3 Simple Steps to Turn the Tables on Post-Covid Adversity

“A combination of teacher resignations, lack of newly certified teachers entering the workforce, and uniformed public policies to staff America’s schools, which lower the requirement to enter the teacher profession, serve as big threats to the improvement and longevity of the public school system. The teacher shortage is real and serves as an immediate threat to school quality.” 

The Way Forward: PLC at Work® and the Bright Future of Education

 

Our school was faced with some real challenges in the spring of 2020 when Covid-19 hit the United States. In the subsequent 2021–2022 school year, we had half of our students in school and half of our students at home on their computers. The following year, 2022–2023, we could not find qualified staff to fill core teaching positions. We averaged 0–1 candidates for each open position that we had for our school.

The situation only got worse after we moved our school to a new building 20 miles from the previous location; a few staff members were not able to continue working at the new address. Meanwhile, we still needed to fill temporary positions whenever staff members were sick and unable to work, and even under these conditions, we needed to accelerate learning.

◆ **Provided data**:

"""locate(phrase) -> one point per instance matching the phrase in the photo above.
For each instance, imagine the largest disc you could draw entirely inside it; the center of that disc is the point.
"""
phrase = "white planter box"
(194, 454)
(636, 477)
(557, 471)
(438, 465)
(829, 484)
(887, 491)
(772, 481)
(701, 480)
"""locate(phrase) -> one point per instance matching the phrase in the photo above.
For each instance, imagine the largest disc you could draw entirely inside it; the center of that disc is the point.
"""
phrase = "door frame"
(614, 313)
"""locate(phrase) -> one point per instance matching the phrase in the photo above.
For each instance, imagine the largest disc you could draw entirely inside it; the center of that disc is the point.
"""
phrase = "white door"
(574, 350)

◆ **Exercises**:
1. In the post-Covid adversity article, copy the passage from "Our school was" to "to accelerate learning." word for word.
2. According to the post-Covid adversity article, how far was the school's new building from its previous location?

◆ **Exercise solutions**:
1.
Our school was faced with some real challenges in the spring of 2020 when Covid-19 hit the United States. In the subsequent 2021–2022 school year, we had half of our students in school and half of our students at home on their computers. The following year, 2022–2023, we could not find qualified staff to fill core teaching positions. We averaged 0–1 candidates for each open position that we had for our school.

The situation only got worse after we moved our school to a new building 20 miles from the previous location; a few staff members were not able to continue working at the new address. Meanwhile, we still needed to fill temporary positions whenever staff members were sick and unable to work, and even under these conditions, we needed to accelerate learning.

2. 20 miles